---------- Material supplied

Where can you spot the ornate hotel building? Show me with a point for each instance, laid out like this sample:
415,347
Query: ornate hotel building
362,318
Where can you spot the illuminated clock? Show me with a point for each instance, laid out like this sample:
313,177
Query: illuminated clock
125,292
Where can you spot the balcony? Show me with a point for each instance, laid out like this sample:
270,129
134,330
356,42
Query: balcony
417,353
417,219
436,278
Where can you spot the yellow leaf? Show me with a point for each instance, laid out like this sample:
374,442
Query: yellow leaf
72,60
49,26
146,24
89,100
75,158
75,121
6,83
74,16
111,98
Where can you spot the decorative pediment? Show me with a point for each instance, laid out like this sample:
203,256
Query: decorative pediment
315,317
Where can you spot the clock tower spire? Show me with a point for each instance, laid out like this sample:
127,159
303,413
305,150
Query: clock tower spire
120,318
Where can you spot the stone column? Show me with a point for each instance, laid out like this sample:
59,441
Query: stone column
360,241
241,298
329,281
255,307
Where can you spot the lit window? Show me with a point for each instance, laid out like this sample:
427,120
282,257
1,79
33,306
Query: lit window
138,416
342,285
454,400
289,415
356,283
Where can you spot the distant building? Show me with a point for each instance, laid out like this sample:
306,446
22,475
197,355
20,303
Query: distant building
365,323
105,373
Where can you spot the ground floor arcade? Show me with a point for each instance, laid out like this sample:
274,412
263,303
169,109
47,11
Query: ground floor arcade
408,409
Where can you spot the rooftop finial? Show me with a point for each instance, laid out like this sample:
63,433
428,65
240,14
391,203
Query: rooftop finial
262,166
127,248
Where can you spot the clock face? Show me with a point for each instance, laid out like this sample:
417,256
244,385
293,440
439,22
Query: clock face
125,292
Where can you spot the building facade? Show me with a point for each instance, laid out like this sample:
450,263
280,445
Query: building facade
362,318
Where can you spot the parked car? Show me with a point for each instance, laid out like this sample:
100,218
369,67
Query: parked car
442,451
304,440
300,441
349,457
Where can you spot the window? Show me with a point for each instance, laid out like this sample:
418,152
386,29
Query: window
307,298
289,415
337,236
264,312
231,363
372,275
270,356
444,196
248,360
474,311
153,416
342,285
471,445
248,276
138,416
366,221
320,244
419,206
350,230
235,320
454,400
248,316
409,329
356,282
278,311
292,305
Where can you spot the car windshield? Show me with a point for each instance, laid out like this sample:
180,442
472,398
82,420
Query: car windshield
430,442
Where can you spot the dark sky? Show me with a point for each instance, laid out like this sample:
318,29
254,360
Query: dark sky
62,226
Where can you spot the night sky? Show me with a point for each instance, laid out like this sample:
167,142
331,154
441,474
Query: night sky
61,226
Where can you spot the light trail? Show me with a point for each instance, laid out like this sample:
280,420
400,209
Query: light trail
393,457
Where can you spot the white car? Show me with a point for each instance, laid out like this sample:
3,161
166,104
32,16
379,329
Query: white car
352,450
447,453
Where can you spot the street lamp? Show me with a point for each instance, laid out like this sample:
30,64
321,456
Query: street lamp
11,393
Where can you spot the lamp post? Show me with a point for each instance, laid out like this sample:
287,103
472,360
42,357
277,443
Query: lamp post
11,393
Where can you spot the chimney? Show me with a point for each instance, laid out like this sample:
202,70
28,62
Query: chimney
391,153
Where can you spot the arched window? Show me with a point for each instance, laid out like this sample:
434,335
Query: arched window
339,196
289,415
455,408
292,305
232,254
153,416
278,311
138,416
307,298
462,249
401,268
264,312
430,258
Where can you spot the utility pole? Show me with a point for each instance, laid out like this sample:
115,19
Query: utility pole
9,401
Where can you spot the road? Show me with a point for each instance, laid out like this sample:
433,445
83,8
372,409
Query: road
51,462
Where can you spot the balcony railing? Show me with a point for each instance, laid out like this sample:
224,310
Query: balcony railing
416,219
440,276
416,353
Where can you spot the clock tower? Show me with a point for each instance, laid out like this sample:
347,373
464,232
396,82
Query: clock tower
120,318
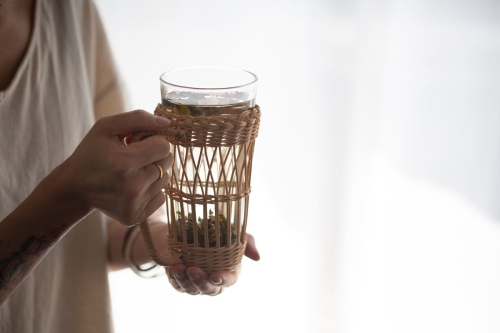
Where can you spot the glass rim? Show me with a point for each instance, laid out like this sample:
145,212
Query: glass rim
255,78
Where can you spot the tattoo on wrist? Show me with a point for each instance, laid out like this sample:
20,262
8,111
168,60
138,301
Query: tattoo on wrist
14,269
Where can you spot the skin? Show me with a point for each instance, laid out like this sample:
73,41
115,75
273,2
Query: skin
119,180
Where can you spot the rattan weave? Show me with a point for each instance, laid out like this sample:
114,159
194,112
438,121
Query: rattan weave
208,193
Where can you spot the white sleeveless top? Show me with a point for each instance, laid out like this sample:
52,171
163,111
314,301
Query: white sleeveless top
65,81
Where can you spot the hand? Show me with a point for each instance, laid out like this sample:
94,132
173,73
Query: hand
121,181
192,280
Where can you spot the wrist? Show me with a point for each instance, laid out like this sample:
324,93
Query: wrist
57,193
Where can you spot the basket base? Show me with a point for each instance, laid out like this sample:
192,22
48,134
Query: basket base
209,259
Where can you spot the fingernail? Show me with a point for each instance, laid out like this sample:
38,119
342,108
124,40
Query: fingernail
216,281
162,121
179,274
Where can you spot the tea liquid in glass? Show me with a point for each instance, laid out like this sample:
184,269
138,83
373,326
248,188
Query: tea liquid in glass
194,104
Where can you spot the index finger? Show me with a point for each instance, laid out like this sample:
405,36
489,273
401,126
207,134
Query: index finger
149,150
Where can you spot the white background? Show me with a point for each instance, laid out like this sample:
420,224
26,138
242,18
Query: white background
376,180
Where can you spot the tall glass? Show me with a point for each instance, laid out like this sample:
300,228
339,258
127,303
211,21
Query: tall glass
208,91
214,113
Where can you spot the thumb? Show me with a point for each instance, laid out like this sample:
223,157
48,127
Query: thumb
133,122
251,249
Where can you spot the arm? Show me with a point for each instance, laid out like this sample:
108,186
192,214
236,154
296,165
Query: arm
31,230
101,174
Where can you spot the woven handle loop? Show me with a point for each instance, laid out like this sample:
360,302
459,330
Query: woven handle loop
169,260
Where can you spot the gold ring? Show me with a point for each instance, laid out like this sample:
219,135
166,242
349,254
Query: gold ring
161,170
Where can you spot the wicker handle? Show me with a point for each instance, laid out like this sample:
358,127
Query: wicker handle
147,235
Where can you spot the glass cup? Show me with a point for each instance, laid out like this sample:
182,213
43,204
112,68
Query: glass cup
208,192
208,91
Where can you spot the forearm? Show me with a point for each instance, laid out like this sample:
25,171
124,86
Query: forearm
29,232
140,255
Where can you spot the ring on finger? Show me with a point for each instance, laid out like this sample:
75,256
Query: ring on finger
160,169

--------------------

• Task directions: Everything in the records above except the pictures is to be reproduced word for word.

• Solution:
Where can you spot the ornate hotel building? Show me with a point for each instance, laid out like this sample:
415,347
Query: ornate hotel building
362,318
Where can you spot the illuminated clock? Show me with a point for each instance, laid out like this sample:
313,177
Query: illuminated clock
125,292
Where can you spot the balcony? Show me with a point for each instance, laid out like this sample:
270,129
134,330
356,42
Query: balcony
417,353
417,219
436,278
Where can you spot the yellow leaf? Show me with a point for each instance, laid out like this sample:
374,442
Query: yellow leaf
72,60
49,26
146,24
89,100
75,158
75,121
6,83
74,16
111,98
Where can you spot the decorative pediment? Show me with a point for each instance, laid out like this sample:
203,256
Query: decorative pediment
315,317
Where can you spot the clock tower spire? Show me with a point for each instance, laid out like this sample:
127,159
303,413
305,150
Query: clock tower spire
120,318
Where can you spot the stone column? Show me with a point for each instance, laid out like this sample:
59,441
Query: stone column
360,241
241,298
329,281
255,307
Where can you spot the lit window? Show me with a point for each instance, laid out like this sample:
427,120
282,257
1,79
33,306
Query: lit window
138,416
342,285
454,400
289,415
356,283
Where can you spot the distant building? Show me with a point for each instance, laid out like this sample:
306,446
22,475
197,355
20,303
Query: distant building
365,323
105,373
Where can you spot the ground floor arcade? Show me with a point for each instance, laid out like this sample:
274,412
263,303
169,109
47,11
Query: ground floor arcade
408,409
Where can you spot the rooftop finial? Show me with a point for each instance, laid out like this sample:
63,433
428,65
240,14
391,203
Query: rooftop finial
262,166
127,248
Where can you spot the clock face? Show me with a point for each instance, laid out like this sample:
417,256
244,385
293,440
439,22
Query: clock face
125,292
Where can you spot the building facade? Show me with a point for each instance, laid out like this sample:
450,263
280,445
Query: building facade
362,318
Where can you spot the parked car? Show me with a point for each instance, laid out like this sample:
100,218
369,67
Query: parked car
442,451
304,440
300,441
349,457
Where can you spot the window? Show me with a point for each instance, laid out like this sample:
418,152
386,29
Query: window
307,298
289,415
337,236
264,312
231,363
372,275
270,356
444,196
248,360
474,311
153,416
342,285
471,445
248,276
138,416
366,221
320,244
419,206
350,230
235,320
454,400
248,316
409,329
356,282
278,311
292,305
Where can you spot the car windshield? Show me with a point for each instance, laid out like this sample:
180,442
472,398
82,420
Query: car windshield
430,442
Where can you spot the dark sky? Show me with a point for each instance, laid out like this sample:
318,29
254,360
Query: dark sky
62,226
Where can you spot the night sky? Show me with a point for each instance, laid out like this sample:
167,142
331,154
441,474
Query: night sky
61,226
Where can you spot the light trail? Show me with a point for each instance, laid out like this sample:
280,420
400,209
Query: light trail
393,457
Where can you spot the white car? Show me with a point for each instance, laid out like this sample:
3,161
166,104
32,16
379,329
Query: white car
352,450
447,453
Where can you spot the street lamp? Show me with a point for each instance, laid out like this sample:
30,64
321,456
Query: street lamp
11,393
Where can you spot the lamp post? Show me with a point for each instance, laid out like this sample:
287,103
472,360
42,357
277,443
Query: lamp post
11,393
Where can you spot the chimney? Show me with a point for each instance, laid out like this sample:
202,70
28,62
Query: chimney
391,153
Where can you spot the arched window? Show me with a point for each instance, laid out like this sample:
434,335
Query: arched window
339,196
289,415
455,408
292,305
232,254
153,416
278,311
138,416
307,298
462,249
401,268
264,312
430,258
Where can you spot the utility pole? Show me with a point for each instance, laid out like this sample:
115,19
Query: utility pole
9,401
Where can you spot the road? Show me with a point for each instance, laid out like this sample:
433,445
83,8
372,409
Query: road
51,462
Where can you spot the balcony railing? Show me with a point for each instance, laid out like this sample:
224,310
Query: balcony railing
416,219
440,276
416,353
Where can you spot the clock tower? Show me with a point for each instance, laid out like this sample:
347,373
464,232
396,82
Query: clock tower
120,318
Where can you spot the glass rim? Show me with a point for each instance, laid out like this sample:
145,212
Query: glass rim
255,78
Where can you spot the tattoo on wrist? Show me with a point for each instance, laid out like this sample:
20,262
8,111
168,60
138,301
Query: tattoo on wrist
14,269
Where can you spot the skin? Show me with a point for each instance, laid out like this sample:
73,41
115,75
273,2
Query: skin
119,180
Where can you spot the rattan weave? Show me with a point for each instance, laid out like this sample:
114,159
194,112
438,121
Query: rattan weave
208,193
Where can you spot the white sleeveless top? Show me with a point for each instance, laid out like this sample:
52,171
163,111
314,301
Query: white sleeveless top
65,81
Where can you spot the hand? Show me with a point for each instance, laid out like this sample:
94,132
173,73
Query: hand
121,181
192,280
Where can you spot the wrist? Show me with a point for each instance, laid out like this sample:
324,93
Query: wrist
57,193
Where can you spot the basket base? Show me with a point for each instance, laid out like this sample:
192,22
48,134
Query: basket base
209,259
Where can you spot the fingernail? Show me with a point for each instance, laid out like this sample:
38,119
342,108
124,40
Query: fingernail
216,281
162,121
179,274
Where can you spot the tea liquid in glass? Show me with a point for each instance, laid out like this sample:
184,269
138,83
373,326
248,188
Query: tea liquid in glass
194,104
Where can you spot the index finger? Show me with a point for each instance, laid out like this sample:
405,36
489,273
401,126
207,134
Query: index finger
149,150
Where can you spot the white background? Show me with a point for each instance, laid out like this sample:
420,224
26,138
242,18
Query: white background
376,180
Where can you spot the tall glass? Show me with a point for each instance, laid out like this sample:
300,228
339,258
127,303
211,21
Query: tall glass
208,91
214,113
Where can you spot the thumb? Show me with a point for each instance, laid out like this sample:
223,157
48,127
Query: thumb
133,122
251,249
Where can you spot the arm? Show me with a point for each instance, laid out like this sample:
108,186
192,214
236,154
296,165
Query: arm
31,230
101,174
Where can you spot the woven handle loop? Show me with a point for each instance, laid out like this sample:
360,302
459,330
Query: woven handle loop
169,260
Where can you spot the gold ring? Show me with a point for each instance, laid out like this sample:
219,135
166,242
349,254
Query: gold ring
161,170
Where can you spot the wicker handle? Show me with a point for each instance, laid out like this sample:
358,127
Query: wicker handle
147,235
Where can you spot the glass cup? Show me with a point for each instance, laid out like this sample:
182,213
43,204
112,68
Query: glass cup
208,192
208,91
Where can you spot the forearm? Show me with a point for each instance, laid out like this sample:
25,171
124,86
Query: forearm
29,232
140,255
Where can you spot the ring on finger? Show me with a point for each instance, laid out like this sample:
75,256
Query: ring on finger
160,169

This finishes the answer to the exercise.